- [WHAT TO PRODUCE] Could you render everything from the line containing "clear blue sky?" down to the line containing "[212,174,303,300]", both ends included, as a Markdown table with a Row column for the row number and a Line column for the line, leaving out any blank lines?

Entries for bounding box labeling
===

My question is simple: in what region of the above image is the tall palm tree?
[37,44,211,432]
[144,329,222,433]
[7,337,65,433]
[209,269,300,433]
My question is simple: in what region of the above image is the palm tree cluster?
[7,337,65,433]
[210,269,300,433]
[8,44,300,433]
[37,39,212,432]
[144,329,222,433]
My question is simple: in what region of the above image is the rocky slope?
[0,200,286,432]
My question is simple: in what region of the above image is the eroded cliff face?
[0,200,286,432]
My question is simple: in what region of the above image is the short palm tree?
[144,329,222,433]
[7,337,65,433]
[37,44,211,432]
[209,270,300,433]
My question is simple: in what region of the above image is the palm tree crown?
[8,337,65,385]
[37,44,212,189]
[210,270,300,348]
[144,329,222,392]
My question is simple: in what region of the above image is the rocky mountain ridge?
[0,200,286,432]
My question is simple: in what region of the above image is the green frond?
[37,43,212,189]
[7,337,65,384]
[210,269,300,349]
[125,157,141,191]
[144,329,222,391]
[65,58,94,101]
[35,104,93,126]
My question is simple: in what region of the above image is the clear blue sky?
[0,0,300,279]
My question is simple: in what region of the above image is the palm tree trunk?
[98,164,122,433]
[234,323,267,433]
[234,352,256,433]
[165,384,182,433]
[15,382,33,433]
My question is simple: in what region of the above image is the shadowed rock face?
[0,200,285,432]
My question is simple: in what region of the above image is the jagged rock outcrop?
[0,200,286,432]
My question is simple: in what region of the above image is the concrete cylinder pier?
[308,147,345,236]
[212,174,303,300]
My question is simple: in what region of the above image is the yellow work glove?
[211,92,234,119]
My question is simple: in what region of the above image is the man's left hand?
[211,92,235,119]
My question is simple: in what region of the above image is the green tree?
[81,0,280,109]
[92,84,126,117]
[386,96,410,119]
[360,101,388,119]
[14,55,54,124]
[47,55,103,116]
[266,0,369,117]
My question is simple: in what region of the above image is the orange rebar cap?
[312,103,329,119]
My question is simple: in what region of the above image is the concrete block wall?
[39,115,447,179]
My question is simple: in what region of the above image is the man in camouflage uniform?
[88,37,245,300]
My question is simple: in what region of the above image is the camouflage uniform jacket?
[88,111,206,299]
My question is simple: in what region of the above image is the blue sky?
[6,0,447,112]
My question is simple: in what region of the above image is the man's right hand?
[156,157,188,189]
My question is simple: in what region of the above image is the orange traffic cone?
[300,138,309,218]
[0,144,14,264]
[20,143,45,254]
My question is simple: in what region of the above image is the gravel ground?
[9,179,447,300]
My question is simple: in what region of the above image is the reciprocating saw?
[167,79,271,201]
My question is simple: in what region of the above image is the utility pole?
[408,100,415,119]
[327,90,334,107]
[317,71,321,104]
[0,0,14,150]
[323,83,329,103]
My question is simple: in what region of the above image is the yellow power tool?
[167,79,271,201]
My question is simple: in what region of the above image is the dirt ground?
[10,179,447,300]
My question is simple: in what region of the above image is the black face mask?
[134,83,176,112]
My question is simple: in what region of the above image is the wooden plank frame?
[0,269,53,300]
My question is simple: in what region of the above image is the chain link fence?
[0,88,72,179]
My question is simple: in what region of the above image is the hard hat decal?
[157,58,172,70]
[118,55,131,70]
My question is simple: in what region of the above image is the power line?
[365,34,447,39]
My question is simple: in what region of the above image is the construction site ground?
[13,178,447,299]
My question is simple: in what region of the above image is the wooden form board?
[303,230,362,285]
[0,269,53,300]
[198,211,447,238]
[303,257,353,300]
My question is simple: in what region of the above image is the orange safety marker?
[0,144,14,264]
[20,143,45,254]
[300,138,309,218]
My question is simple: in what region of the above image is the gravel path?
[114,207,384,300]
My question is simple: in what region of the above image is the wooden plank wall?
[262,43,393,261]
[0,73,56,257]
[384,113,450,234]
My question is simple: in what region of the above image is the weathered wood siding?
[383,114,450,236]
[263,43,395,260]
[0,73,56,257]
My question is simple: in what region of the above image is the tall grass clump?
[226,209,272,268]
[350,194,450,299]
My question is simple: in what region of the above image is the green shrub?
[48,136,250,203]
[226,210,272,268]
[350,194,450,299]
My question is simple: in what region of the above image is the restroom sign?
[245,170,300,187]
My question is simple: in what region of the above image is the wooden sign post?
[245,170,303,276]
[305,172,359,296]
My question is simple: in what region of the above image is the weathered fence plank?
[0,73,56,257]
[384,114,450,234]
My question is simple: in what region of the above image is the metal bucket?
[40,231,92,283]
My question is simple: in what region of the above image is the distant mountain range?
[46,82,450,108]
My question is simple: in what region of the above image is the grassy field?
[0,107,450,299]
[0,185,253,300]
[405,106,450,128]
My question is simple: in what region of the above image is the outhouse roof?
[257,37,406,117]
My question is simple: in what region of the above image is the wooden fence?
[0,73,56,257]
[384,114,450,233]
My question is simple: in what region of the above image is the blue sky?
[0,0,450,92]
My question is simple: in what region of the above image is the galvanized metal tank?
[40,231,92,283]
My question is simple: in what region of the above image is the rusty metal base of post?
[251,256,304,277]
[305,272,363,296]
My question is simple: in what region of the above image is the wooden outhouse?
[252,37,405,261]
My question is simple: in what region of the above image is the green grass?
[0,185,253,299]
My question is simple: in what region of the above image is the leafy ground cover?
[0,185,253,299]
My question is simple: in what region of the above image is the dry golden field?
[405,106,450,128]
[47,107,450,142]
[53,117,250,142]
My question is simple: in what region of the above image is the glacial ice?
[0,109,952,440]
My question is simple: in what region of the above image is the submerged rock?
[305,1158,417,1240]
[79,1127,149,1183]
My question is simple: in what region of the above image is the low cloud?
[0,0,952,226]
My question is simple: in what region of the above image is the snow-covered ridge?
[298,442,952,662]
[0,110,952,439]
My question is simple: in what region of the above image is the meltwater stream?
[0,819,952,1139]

===

- [SOLUTION TO THIS TASK]
| Row | Line |
|---|---|
| 1 | My question is simple: in what region of the above image is the clear blue sky? |
| 2 | [0,0,300,279] |
| 3 | My question is simple: in what region of the above image is the palm tree trunk? |
| 4 | [98,164,122,433] |
| 5 | [234,323,267,433] |
| 6 | [234,352,256,433] |
| 7 | [165,384,182,433] |
| 8 | [15,382,33,433] |
| 9 | My question is simple: in what region of the above image is the shadowed rock face? |
| 10 | [0,200,285,432] |
| 11 | My question is simple: in what region of the above image is the jagged rock outcrop? |
| 12 | [0,200,286,432] |
| 13 | My question is simple: in what region of the above image is the concrete cylinder pier? |
| 14 | [308,147,345,236] |
| 15 | [212,174,303,300] |